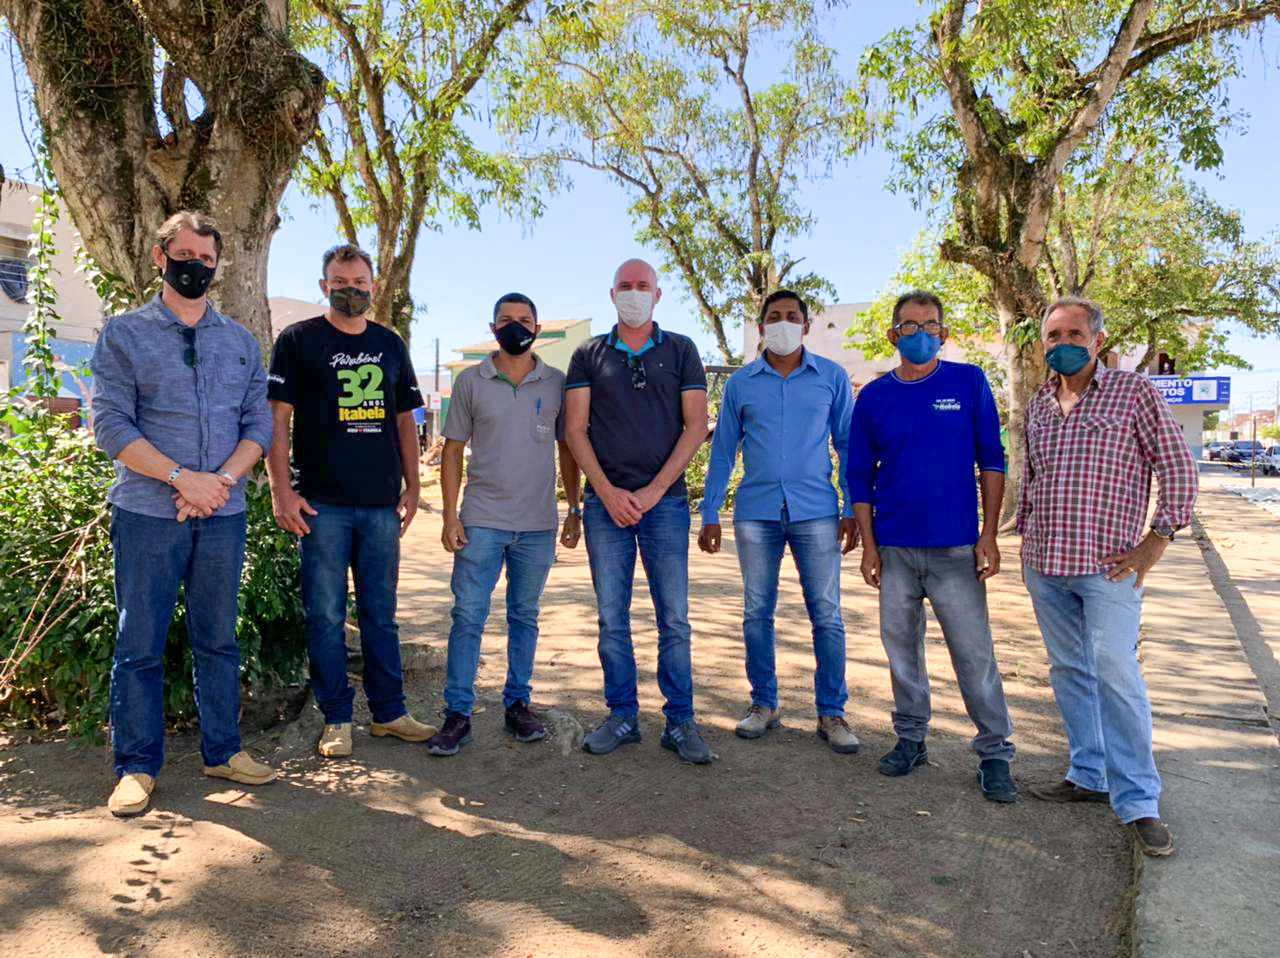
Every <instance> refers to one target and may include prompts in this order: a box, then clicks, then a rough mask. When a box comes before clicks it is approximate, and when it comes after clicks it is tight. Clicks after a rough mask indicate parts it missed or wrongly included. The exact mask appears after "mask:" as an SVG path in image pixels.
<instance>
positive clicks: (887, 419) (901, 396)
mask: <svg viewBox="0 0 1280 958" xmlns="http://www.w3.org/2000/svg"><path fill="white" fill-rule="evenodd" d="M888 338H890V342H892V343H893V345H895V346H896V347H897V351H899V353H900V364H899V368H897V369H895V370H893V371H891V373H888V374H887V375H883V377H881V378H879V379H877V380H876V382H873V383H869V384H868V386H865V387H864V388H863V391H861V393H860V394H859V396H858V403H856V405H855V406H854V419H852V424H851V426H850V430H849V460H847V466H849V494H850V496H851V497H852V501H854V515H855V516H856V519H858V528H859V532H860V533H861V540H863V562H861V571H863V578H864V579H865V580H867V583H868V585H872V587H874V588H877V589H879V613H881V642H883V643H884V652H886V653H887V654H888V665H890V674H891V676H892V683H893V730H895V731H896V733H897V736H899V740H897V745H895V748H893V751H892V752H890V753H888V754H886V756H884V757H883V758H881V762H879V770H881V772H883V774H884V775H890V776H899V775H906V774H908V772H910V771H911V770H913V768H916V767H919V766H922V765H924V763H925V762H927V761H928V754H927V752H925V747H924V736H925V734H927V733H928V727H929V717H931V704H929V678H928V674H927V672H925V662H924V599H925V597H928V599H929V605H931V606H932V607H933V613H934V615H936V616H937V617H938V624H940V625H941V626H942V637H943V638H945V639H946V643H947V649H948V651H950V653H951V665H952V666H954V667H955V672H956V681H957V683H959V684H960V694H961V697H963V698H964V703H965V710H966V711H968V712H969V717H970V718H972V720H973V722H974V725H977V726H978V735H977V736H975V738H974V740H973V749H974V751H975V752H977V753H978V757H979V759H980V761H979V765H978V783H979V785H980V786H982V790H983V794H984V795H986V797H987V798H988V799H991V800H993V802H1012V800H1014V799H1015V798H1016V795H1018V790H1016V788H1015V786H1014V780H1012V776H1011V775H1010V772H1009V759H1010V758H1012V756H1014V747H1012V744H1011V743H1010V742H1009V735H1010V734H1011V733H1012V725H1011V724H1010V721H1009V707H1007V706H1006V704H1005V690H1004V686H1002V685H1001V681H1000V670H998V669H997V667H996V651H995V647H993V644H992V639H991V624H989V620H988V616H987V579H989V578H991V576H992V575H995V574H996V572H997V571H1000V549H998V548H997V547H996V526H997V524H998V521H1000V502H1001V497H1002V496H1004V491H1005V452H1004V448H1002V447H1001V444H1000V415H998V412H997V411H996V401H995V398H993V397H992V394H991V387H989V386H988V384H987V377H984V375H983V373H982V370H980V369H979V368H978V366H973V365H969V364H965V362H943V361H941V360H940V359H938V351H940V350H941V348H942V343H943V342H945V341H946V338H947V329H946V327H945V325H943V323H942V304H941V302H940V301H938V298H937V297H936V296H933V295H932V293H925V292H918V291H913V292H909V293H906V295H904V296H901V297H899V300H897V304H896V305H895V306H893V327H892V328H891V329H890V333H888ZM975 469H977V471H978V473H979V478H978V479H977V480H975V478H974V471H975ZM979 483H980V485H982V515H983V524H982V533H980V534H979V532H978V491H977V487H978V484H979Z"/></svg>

..............................

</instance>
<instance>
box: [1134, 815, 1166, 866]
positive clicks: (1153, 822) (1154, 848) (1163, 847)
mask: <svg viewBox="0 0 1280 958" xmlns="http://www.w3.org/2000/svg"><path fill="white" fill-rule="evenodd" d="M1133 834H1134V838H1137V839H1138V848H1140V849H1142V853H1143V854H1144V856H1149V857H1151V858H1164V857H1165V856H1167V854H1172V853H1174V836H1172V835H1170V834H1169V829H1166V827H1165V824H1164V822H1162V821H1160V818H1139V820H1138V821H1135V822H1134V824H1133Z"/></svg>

..............................

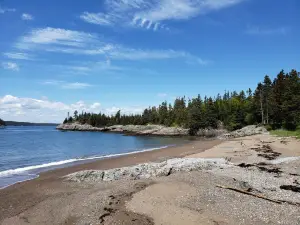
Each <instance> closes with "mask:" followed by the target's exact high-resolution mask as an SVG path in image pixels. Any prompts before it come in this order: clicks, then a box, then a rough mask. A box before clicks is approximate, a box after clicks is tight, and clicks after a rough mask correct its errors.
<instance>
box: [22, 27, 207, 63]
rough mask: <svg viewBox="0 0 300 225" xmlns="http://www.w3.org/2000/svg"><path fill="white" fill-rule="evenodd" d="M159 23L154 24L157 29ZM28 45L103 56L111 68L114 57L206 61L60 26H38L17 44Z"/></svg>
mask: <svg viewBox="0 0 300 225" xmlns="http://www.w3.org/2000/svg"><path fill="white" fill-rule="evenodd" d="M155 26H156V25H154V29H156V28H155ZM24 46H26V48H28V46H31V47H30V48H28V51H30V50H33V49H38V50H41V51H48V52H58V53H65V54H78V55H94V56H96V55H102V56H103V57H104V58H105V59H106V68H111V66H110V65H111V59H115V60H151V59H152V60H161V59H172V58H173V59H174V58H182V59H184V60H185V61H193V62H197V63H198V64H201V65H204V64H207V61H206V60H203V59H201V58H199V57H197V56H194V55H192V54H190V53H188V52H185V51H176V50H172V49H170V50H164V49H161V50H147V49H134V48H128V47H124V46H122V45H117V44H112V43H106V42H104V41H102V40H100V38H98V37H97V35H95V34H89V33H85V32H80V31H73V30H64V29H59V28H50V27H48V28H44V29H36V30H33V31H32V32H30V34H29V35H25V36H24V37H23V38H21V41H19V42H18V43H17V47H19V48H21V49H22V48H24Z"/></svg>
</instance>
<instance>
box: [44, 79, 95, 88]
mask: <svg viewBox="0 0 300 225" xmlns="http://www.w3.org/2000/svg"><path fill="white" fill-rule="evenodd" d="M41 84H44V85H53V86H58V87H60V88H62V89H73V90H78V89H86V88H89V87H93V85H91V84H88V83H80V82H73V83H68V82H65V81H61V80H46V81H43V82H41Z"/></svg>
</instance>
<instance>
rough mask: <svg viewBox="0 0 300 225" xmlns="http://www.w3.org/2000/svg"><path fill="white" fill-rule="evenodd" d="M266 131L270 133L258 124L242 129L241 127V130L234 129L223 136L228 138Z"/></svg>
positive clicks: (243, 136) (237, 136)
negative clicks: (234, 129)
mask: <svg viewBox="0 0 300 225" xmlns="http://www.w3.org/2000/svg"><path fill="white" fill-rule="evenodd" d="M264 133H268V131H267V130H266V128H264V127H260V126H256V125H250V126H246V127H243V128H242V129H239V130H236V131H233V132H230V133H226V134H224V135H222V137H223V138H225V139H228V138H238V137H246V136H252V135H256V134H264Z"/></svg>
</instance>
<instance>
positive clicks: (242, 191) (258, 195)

..............................

Work required: From the listing above, report the number of lines containing the string "before", without any accompanying remarks.

Exercise result: 2